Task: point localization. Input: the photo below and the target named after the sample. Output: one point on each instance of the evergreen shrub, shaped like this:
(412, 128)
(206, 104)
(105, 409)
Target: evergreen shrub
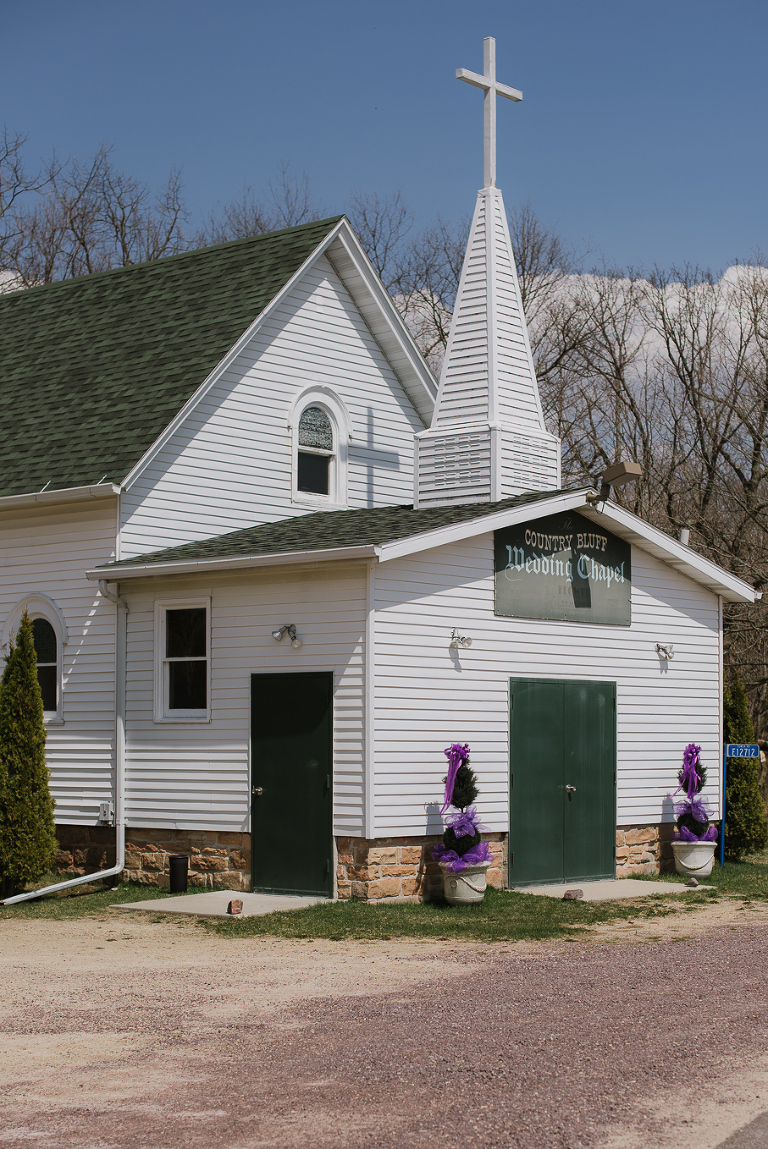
(28, 840)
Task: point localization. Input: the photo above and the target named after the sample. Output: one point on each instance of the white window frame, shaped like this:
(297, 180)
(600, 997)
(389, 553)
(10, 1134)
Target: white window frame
(337, 472)
(41, 606)
(161, 711)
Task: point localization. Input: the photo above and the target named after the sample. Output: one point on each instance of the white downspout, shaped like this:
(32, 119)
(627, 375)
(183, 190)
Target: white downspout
(120, 761)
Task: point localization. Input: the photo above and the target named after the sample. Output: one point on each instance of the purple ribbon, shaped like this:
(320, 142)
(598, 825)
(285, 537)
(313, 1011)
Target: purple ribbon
(453, 862)
(463, 823)
(457, 754)
(691, 780)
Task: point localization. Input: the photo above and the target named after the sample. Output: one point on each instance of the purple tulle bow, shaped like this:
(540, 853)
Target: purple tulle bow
(453, 862)
(455, 754)
(691, 778)
(465, 823)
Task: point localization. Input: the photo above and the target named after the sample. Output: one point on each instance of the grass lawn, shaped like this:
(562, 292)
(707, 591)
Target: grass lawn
(502, 916)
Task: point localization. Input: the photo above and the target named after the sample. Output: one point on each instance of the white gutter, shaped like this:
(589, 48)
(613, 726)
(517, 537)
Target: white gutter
(194, 565)
(120, 763)
(66, 494)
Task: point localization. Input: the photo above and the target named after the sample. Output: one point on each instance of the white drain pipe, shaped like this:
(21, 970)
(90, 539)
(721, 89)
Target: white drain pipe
(120, 762)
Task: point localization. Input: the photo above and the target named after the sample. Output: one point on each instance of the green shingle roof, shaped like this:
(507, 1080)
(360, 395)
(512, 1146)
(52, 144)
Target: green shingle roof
(325, 530)
(93, 369)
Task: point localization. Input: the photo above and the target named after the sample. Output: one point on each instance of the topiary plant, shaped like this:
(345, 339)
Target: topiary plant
(692, 817)
(462, 845)
(28, 840)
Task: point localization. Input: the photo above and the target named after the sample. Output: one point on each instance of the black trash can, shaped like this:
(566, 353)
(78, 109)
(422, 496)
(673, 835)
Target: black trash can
(178, 864)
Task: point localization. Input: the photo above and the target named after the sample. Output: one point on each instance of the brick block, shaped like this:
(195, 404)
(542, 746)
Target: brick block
(383, 856)
(385, 887)
(228, 838)
(208, 864)
(640, 835)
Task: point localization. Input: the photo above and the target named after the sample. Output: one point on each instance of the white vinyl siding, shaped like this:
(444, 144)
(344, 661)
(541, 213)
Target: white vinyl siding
(198, 777)
(428, 695)
(46, 552)
(230, 463)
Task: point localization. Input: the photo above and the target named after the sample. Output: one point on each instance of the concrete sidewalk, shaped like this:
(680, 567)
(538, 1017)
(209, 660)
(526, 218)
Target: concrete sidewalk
(612, 889)
(213, 904)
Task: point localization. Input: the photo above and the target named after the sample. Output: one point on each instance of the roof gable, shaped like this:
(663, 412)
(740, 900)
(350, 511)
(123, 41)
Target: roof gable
(92, 370)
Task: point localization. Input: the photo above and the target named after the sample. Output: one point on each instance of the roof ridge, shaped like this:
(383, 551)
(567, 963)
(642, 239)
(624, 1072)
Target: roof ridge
(163, 261)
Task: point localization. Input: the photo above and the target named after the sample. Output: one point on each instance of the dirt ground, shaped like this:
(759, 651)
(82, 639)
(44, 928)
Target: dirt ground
(128, 1031)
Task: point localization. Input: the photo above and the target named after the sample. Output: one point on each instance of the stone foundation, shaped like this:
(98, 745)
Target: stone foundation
(219, 860)
(83, 849)
(401, 869)
(644, 849)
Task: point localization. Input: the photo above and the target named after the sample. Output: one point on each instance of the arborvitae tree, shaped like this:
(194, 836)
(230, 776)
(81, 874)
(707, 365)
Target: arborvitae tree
(465, 792)
(746, 825)
(28, 840)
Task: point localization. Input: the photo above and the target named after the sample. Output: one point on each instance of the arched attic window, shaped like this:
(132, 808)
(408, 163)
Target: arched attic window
(46, 649)
(50, 635)
(315, 454)
(321, 434)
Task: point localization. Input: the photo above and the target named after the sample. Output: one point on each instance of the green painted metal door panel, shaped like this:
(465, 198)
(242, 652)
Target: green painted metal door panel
(589, 755)
(561, 734)
(536, 761)
(291, 762)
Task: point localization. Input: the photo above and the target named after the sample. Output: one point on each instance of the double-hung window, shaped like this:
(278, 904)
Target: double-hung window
(183, 661)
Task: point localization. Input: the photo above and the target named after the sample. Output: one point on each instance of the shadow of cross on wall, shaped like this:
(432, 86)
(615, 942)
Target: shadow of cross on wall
(371, 456)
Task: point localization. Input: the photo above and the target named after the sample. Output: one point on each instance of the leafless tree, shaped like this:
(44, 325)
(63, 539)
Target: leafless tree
(90, 217)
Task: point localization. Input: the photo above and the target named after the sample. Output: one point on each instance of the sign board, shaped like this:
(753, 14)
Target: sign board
(742, 750)
(563, 567)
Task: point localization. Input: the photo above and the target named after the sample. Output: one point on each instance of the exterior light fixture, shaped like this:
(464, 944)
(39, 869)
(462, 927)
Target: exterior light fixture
(290, 630)
(616, 476)
(459, 640)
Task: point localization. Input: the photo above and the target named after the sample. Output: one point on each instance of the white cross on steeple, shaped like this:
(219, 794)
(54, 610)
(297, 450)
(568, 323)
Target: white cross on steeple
(490, 85)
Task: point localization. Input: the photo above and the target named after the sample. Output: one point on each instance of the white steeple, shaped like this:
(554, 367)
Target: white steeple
(488, 439)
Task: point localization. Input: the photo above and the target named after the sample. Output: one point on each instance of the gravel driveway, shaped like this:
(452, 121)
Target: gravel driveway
(120, 1032)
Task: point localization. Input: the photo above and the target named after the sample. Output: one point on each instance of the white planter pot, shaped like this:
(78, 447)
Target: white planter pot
(693, 860)
(465, 886)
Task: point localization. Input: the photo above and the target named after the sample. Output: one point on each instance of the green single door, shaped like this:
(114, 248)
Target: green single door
(562, 756)
(291, 773)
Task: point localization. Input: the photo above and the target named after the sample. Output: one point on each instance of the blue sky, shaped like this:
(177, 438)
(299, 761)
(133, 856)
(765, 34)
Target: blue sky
(642, 135)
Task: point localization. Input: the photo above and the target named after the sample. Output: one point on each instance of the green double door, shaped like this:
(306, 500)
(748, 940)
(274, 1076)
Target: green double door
(562, 762)
(291, 783)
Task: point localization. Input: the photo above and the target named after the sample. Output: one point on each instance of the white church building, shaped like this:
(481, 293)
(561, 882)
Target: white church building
(275, 569)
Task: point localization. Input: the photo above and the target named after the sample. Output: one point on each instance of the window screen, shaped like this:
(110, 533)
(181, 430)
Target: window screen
(315, 429)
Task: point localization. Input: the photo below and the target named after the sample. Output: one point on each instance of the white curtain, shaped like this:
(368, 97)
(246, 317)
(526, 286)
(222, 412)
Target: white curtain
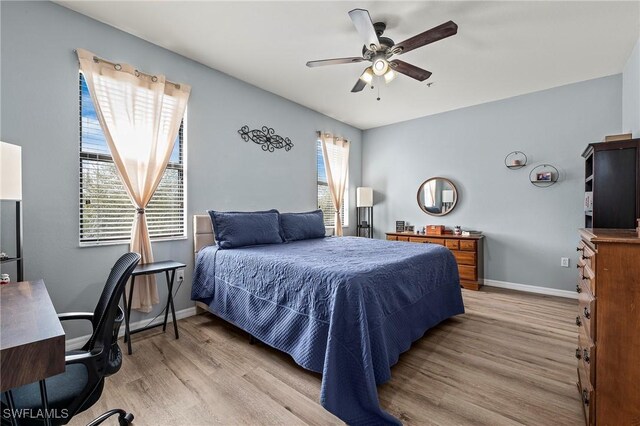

→ WHAT THIS TASK INVOLVES
Word for word, set down each record shown above, omitting the pictures.

→ WRITTEN ANSWER
Task: point localization. Input: the photo below and the target named after the sample. Output: one point on each instance of the evergreen shrub, shaped like this:
(412, 128)
(206, 104)
(105, 409)
Target: evergreen shrub
(28, 840)
Task: point localization. Input: the photo above and the target named after the sample. Output: one point on each instance of the white window frame, shaped like this:
(297, 180)
(600, 997)
(389, 553)
(10, 1134)
Target: white window frame
(337, 472)
(41, 606)
(161, 711)
Task: point localization. Input: the photo above and the target named after the sample. Output: one point on each instance of the white downspout, shaped like this:
(32, 119)
(627, 375)
(183, 190)
Target: white downspout
(120, 761)
Task: point localization. Input: the photo above and the target named after the sample. Output: one point on each instance of the purple ribbon, shaped like this:
(320, 142)
(598, 825)
(285, 537)
(313, 1011)
Target: purple ribbon
(453, 862)
(463, 823)
(457, 754)
(691, 780)
Task: point localization. Input: the photo above and the target named after the sample. Output: one point on each instance of the purple tulle bow, shaped like this:
(540, 853)
Target: purple tulle bow
(453, 862)
(455, 754)
(691, 778)
(465, 823)
Task: point localization. Input: the photo above and the target named after the sample. Output: one point on each instance of the grass lawn, shaped like this:
(562, 292)
(707, 591)
Target: grass lawn
(502, 916)
Task: point localization. Input: the photo above and the target named after the sample. Output: one point on each instance of the white gutter, shaped like this:
(589, 48)
(613, 726)
(517, 537)
Target: white gutter
(194, 565)
(120, 763)
(66, 494)
Task: point localization. Input: the photo above and the target named after the sample. Output: one point on each instance of the white drain pipe, shaped like this:
(21, 970)
(90, 539)
(721, 89)
Target: white drain pipe
(120, 762)
Task: point localization. Input: the photo above and the target named after the sample. Output: one point on each instance of the green shingle roof, shaped like this:
(507, 1080)
(360, 395)
(512, 1146)
(52, 144)
Target: green shingle roof
(325, 530)
(93, 369)
Task: point localization. Input: the photo above and the target named after the sample. Output: one point on each instance of the topiary plant, shaped like this:
(345, 339)
Target: topiary plant
(692, 817)
(462, 845)
(28, 840)
Task: point localization. Input: the photo above and the target named after the sample. Output: one point on each instance of the black trash can, shaped like this:
(566, 353)
(78, 109)
(422, 496)
(673, 835)
Target: black trash can
(178, 864)
Task: point localization. Input: the photo above and the target named after the sample. Output: one point on each instance of the brick block, shaped like this:
(195, 404)
(542, 746)
Target: brick block
(383, 856)
(385, 887)
(228, 838)
(208, 864)
(640, 835)
Task: point localization. Input: the photo above and the target named after the sample. Output: one point on each instance of the white vinyl siding, shaped like this:
(444, 144)
(344, 661)
(541, 213)
Target: white vinyl siding
(198, 777)
(428, 695)
(46, 552)
(230, 463)
Task: point localization. Input: the photo above and the target named after the sample. Output: one point on each instance of the concrete sidewalk, shaped like this:
(680, 567)
(538, 1017)
(209, 660)
(526, 218)
Target: concrete sidewalk
(612, 889)
(213, 904)
Task: point localization. Input: the photo above and the target named after the sample. Output: one point on each instance of the roof gable, shaped like this:
(663, 412)
(740, 900)
(350, 511)
(123, 41)
Target: roof gable
(92, 370)
Task: point localization. Input: the photo above and the target named after the sample. Output: one point on each instance of the roof ridge, shaped like this:
(383, 551)
(567, 963)
(642, 239)
(624, 1072)
Target: roof ridge
(163, 261)
Task: point localization. Input: the photo above and the target named after the sample. Output: one point on each instance of the dirt ground, shaped like this:
(759, 651)
(82, 639)
(44, 928)
Target: dirt ground
(128, 1031)
Task: point localization. Input: the photo above and the target named after the sample. Output: one point on each instance of the stone foundation, shaped like this:
(98, 745)
Target: stone foundation
(219, 860)
(83, 849)
(401, 869)
(644, 849)
Task: point localization. Input: the photo above and the target named after the sample. Output: one point on each instance of the arborvitae tree, shaped like this:
(194, 836)
(230, 776)
(81, 874)
(707, 365)
Target: arborvitae tree
(465, 792)
(746, 825)
(28, 840)
Task: point localization. Input: the photo above and the target named after the sample. Output: one point on each instance of the arched attic window, shaped like this:
(132, 808)
(408, 163)
Target: arched attic window
(46, 649)
(50, 635)
(315, 454)
(321, 434)
Task: point localization. Input: the photo above and the target named after the sample. Output: one point on each instance of the green painted metal door panel, shaped like this:
(465, 198)
(242, 652)
Target: green painted metal door panel
(589, 755)
(561, 734)
(536, 761)
(291, 762)
Task: point localization. Input: the photo above and the target named after the sample. Output: one point on each instance of the double-hung window, shaped like this:
(278, 904)
Target: double-hung window
(183, 661)
Task: point localization. Input: the photo above and the target named after the sample. Output: one point on each instance of the shadow of cross on wall, shaped like this:
(432, 86)
(615, 942)
Target: shadow of cross on wall
(371, 456)
Task: point localization. Input: the photo above and the target named after the sample. Output: one point on each instance of the leafless tree, shaped like this:
(44, 325)
(63, 539)
Target: leafless tree
(90, 217)
Task: point localization. Input: the photo above and the target named after the sample. Output: one point on each instance of the sign board, shaped like this:
(753, 14)
Target: sign board
(742, 750)
(563, 567)
Task: point localization. Input: the photo above and the target named after the sample. Output: one point on each instance of the exterior light fixture, shaped like this:
(464, 944)
(39, 869)
(462, 927)
Target: exterior light fixture
(290, 630)
(616, 476)
(459, 640)
Task: point localization. Input: the photo above and the target named after the sample. Output: one point on each instance of the white cross on steeple, shaped like this:
(219, 794)
(54, 610)
(297, 450)
(568, 323)
Target: white cross on steeple
(490, 85)
Task: point localization. Input: the photo above and the target named after the sample. Output: one point on each instance of the white steeple, shaped like this:
(554, 367)
Target: white steeple
(488, 439)
Task: point localization. Input: the photo above and the target named after the sample. Output: one point on each instance of the gravel driveway, shaped like this:
(452, 121)
Target: gravel driveway
(120, 1032)
Task: point localization. Input: the photo above and the target named after the sample. Output: one point on each instance of the white planter pot, shaped like this:
(78, 447)
Target: white planter pot
(693, 860)
(465, 886)
Task: point localization. Input: the photo above and the target named after the sample. Output: one point on each instance of the green single door, shaped like this:
(114, 248)
Target: green single door
(562, 756)
(291, 773)
Task: point localization. Input: the photo above and the target named after the sample. Output: one point on each instance of the blue sky, shaped like this:
(177, 438)
(299, 761)
(133, 856)
(765, 34)
Target: blue sky
(642, 135)
Task: point localization. Input: the photo above and the target named after the sample. Output: one point on each instance of the green double door, shaped like this:
(306, 500)
(748, 940)
(274, 1076)
Target: green double door
(562, 762)
(291, 783)
Task: point localization. Input: the photo above and the target named after the sample. Output: one point on each instance of the white church building, shaped like this:
(481, 293)
(561, 882)
Target: white church building
(275, 569)
Task: point localization. Input: the photo above and the target named after the sample. Output: one point on each instance of the window screen, shaped like this:
(110, 533)
(181, 430)
Target: window screen
(315, 429)
Task: point localization. Input: the photo below and the target named after the sample. Output: one point on each instance of the white curtain, shaped like this:
(368, 97)
(246, 317)
(526, 286)
(222, 412)
Target: white curtain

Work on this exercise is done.